A run of records:
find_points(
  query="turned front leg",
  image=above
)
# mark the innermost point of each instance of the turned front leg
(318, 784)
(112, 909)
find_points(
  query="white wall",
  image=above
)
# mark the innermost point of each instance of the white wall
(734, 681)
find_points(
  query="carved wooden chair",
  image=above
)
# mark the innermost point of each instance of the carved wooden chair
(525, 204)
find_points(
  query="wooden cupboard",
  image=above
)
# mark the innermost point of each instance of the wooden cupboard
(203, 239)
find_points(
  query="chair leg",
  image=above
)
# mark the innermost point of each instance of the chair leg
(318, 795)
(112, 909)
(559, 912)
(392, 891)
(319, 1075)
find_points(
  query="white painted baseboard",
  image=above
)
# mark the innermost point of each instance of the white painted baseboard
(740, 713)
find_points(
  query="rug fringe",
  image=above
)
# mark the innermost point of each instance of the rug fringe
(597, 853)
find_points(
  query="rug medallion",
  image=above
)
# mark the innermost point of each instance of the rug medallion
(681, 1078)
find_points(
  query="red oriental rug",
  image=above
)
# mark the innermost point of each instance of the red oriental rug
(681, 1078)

...

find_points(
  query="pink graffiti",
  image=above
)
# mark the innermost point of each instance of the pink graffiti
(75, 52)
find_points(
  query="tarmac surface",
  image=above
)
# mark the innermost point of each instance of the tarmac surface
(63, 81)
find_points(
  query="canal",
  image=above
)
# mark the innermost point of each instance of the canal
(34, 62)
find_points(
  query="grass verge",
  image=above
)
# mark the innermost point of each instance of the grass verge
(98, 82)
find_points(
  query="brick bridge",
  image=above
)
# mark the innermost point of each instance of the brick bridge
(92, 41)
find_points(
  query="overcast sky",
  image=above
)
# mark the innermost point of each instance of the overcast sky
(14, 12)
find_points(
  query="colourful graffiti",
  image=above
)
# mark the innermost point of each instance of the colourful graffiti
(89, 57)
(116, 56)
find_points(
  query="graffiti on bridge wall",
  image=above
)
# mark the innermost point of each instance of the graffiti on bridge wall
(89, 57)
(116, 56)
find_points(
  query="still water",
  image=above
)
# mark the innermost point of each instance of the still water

--

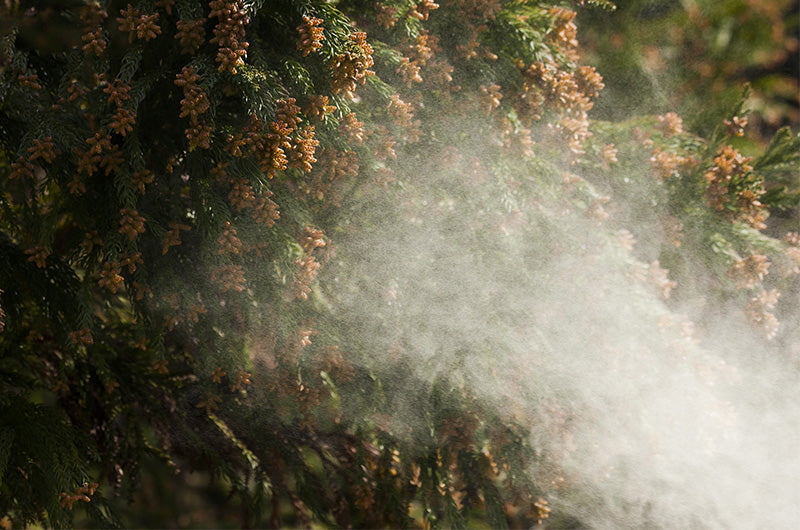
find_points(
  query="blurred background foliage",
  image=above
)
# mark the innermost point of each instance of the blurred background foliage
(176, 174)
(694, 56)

[Problem statement]: Show every line of the records above that contains the word "bridge", copying each line in full. Treat uppercase and lowercase as different.

[Exercise response]:
  query="brick bridge",
# mark the innermost point of each instance of the brick bridge
  query="graffiti on bridge wall",
# mark the innermost point of each instance of the graffiti on bridge wall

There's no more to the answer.